::: RECORDS FOR THE TASK :::
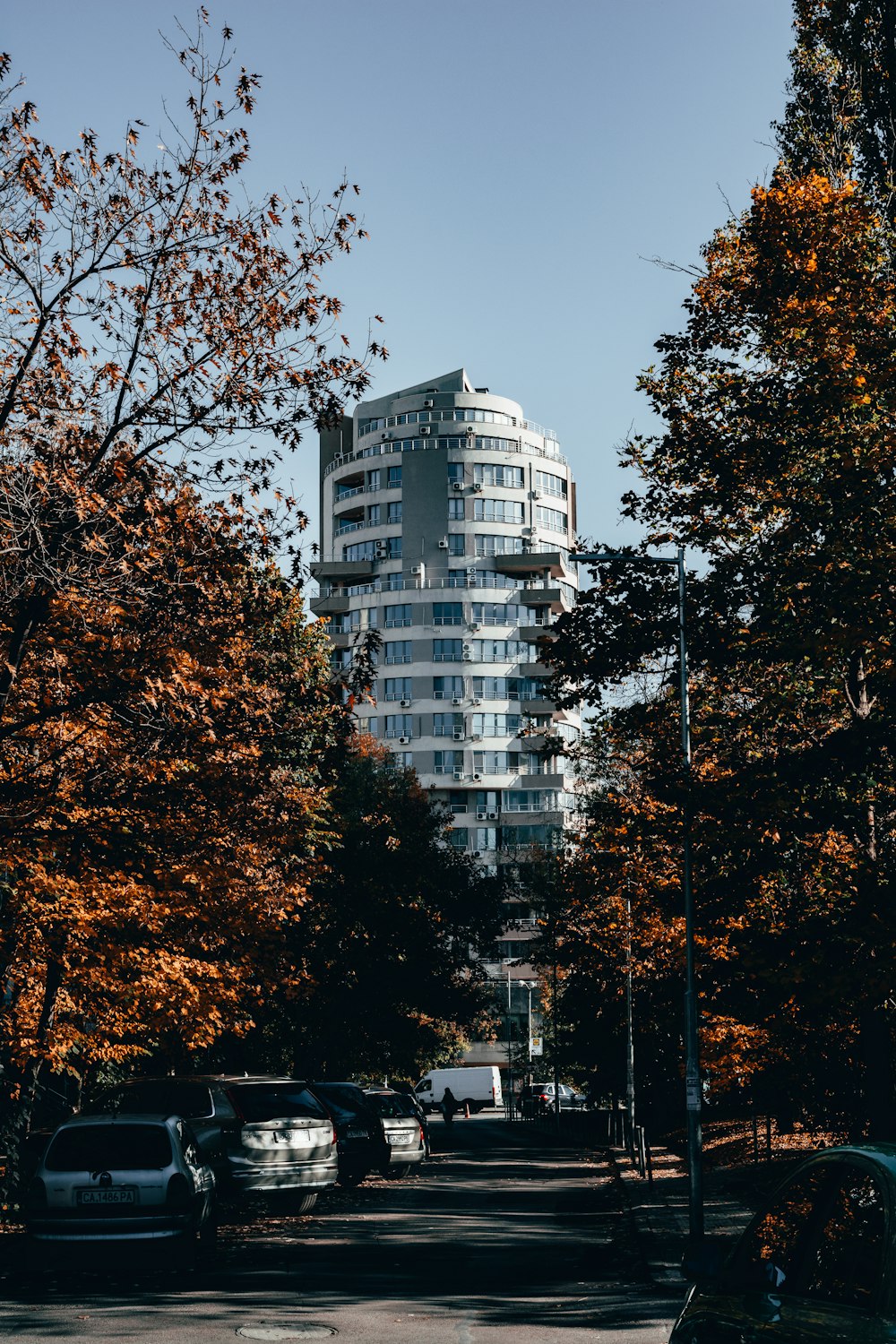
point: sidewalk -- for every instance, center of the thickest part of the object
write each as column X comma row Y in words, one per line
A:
column 659, row 1211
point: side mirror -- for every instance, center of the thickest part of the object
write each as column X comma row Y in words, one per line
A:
column 702, row 1260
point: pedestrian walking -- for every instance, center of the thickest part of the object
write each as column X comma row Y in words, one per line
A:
column 449, row 1107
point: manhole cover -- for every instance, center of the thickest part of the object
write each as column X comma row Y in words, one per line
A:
column 285, row 1332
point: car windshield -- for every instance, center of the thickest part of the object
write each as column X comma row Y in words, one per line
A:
column 258, row 1102
column 389, row 1105
column 109, row 1148
column 341, row 1101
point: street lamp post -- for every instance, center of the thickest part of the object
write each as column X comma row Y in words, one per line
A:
column 692, row 1054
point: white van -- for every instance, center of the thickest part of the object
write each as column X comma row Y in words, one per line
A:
column 474, row 1085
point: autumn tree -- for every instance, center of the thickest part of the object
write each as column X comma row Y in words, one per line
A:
column 775, row 468
column 384, row 956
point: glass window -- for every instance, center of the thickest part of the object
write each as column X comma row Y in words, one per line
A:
column 447, row 687
column 398, row 650
column 847, row 1263
column 397, row 613
column 115, row 1147
column 445, row 725
column 497, row 511
column 447, row 650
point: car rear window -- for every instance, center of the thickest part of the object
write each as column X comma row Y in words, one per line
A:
column 341, row 1101
column 166, row 1097
column 128, row 1148
column 386, row 1105
column 258, row 1102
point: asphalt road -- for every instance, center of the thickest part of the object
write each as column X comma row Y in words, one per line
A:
column 498, row 1239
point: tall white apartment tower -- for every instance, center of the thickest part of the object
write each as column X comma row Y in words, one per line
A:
column 447, row 521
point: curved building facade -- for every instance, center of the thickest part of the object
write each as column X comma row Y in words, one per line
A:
column 447, row 519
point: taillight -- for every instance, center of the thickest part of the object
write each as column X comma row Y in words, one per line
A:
column 37, row 1195
column 179, row 1193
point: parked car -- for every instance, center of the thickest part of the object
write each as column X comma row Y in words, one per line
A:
column 121, row 1179
column 358, row 1129
column 268, row 1136
column 538, row 1099
column 815, row 1263
column 405, row 1142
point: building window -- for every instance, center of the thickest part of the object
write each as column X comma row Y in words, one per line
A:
column 400, row 650
column 497, row 613
column 552, row 519
column 495, row 725
column 498, row 511
column 397, row 613
column 400, row 725
column 447, row 687
column 498, row 545
column 446, row 725
column 549, row 484
column 493, row 473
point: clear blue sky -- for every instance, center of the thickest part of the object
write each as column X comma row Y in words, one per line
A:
column 517, row 161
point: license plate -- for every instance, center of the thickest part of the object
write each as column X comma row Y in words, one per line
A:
column 107, row 1196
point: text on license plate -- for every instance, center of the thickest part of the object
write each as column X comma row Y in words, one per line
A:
column 107, row 1196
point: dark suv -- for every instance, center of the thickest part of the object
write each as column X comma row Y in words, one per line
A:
column 362, row 1147
column 261, row 1134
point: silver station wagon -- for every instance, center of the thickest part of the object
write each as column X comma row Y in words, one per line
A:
column 131, row 1177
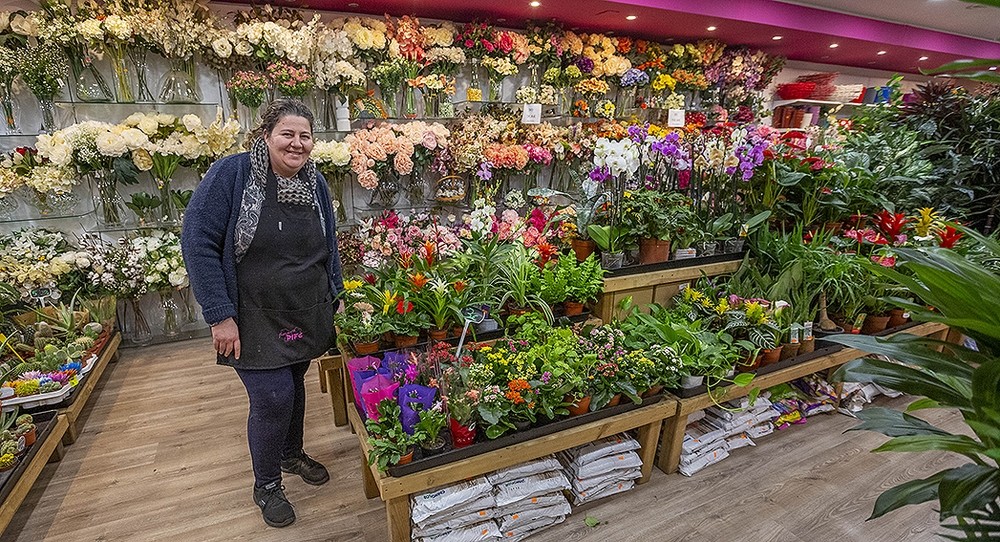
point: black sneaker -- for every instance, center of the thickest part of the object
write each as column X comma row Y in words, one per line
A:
:::
Render every line of the entries above as a JSON list of strings, one string per line, with blank lines dropped and the picture markers left out.

[
  "point: sidewalk -- for every instance, center of the thickest part of the object",
  "write each as column X comma row Y in words, one per line",
  "A:",
  "column 659, row 1211",
  "point: side mirror -- for every instance, center of the thickest part of the object",
  "write each as column X comma row Y in words, one per line",
  "A:",
  "column 702, row 1260",
  "point: pedestrian walking -- for every instance, center of the thickest part of the object",
  "write each as column X comma row Y in words, one per line",
  "A:",
  "column 449, row 1107",
  "point: manhole cover -- for every instance, center of the thickest part of the object",
  "write each as column X comma row Y in words, one per line",
  "A:",
  "column 285, row 1332",
  "point: car windshield -- for every instance, center of the thickest part of the object",
  "write each as column X comma row Y in words, one per line",
  "A:",
  "column 258, row 1102",
  "column 389, row 1105",
  "column 109, row 1148",
  "column 341, row 1101",
  "point: street lamp post -- for every instance, center of the thickest part of the object",
  "write each as column X comma row Y in words, one per line",
  "A:",
  "column 692, row 1054",
  "point: white van -- for every instance, center of the thickest part of the object",
  "write each as column X comma row Y in words, one per line",
  "A:",
  "column 474, row 1085",
  "point: autumn tree -- for every instance, center of the thickest part of the object",
  "write each as column X comma row Y in words, one per line",
  "A:",
  "column 775, row 468",
  "column 384, row 956",
  "point: glass window -- for every instance, center of the thickest part of the object",
  "write each as column X comma row Y in words, one per line",
  "A:",
  "column 447, row 687",
  "column 398, row 650",
  "column 847, row 1263",
  "column 397, row 613",
  "column 115, row 1147",
  "column 445, row 725",
  "column 497, row 511",
  "column 447, row 650",
  "point: car rear window -- for every instance, center of the thickest part of the object",
  "write each as column X comma row Y in words, one per line",
  "A:",
  "column 341, row 1101",
  "column 166, row 1097",
  "column 128, row 1148",
  "column 386, row 1105",
  "column 258, row 1102",
  "point: asphalt road -- for every instance, center of the thickest part of the object",
  "write each as column X comma row Y in words, one per line",
  "A:",
  "column 498, row 1239",
  "point: tall white apartment tower -- for every instance, center of the thickest part of the object",
  "write each as column X comma row Y in words, one per line",
  "A:",
  "column 447, row 521",
  "point: curved building facade -- for every instance, center of the thickest part of the object",
  "write each as column X comma row Y in words, one per line",
  "A:",
  "column 447, row 519",
  "point: taillight -- for every instance, center of the thickest part of the object",
  "write each as column X comma row Y in words, one per line",
  "A:",
  "column 37, row 1195",
  "column 179, row 1193",
  "point: parked car -- for every instance, center of the thickest part of the object",
  "write each as column X comma row Y in words, one per line",
  "A:",
  "column 121, row 1179",
  "column 358, row 1129",
  "column 268, row 1136",
  "column 538, row 1099",
  "column 815, row 1263",
  "column 405, row 1142",
  "point: building window -- for every instance, center of the thickest part of the object",
  "write each as column X comma row Y in words, one per line",
  "A:",
  "column 400, row 650",
  "column 497, row 613",
  "column 552, row 519",
  "column 495, row 725",
  "column 498, row 511",
  "column 397, row 613",
  "column 400, row 725",
  "column 447, row 687",
  "column 498, row 545",
  "column 446, row 725",
  "column 549, row 484",
  "column 493, row 473",
  "point: clear blue sky -- for every instance, center of the thickest part of the object",
  "write each as column X comma row Y in words, one per line",
  "A:",
  "column 517, row 161",
  "point: license plate -- for every instance, center of the thickest part of the object",
  "write each as column X comma row Y in words, one per line",
  "A:",
  "column 107, row 1196",
  "point: text on license plate -- for every instance, center of the thickest part of the object",
  "write each as column X comma row Y in words, one per line",
  "A:",
  "column 107, row 1196",
  "point: dark suv -- for every instance, center of the thickest part of the object",
  "write each as column X comma row Y in words, one per line",
  "A:",
  "column 362, row 1147",
  "column 261, row 1134",
  "point: silver station wagon -- for every instance, center of the thickest part of the object",
  "write each as column X comma row Y in words, one per line",
  "A:",
  "column 131, row 1177",
  "point: black sneaker -- for every instance, center of the thickest part of the object",
  "write each as column X comma row Y in words, one per line",
  "A:"
]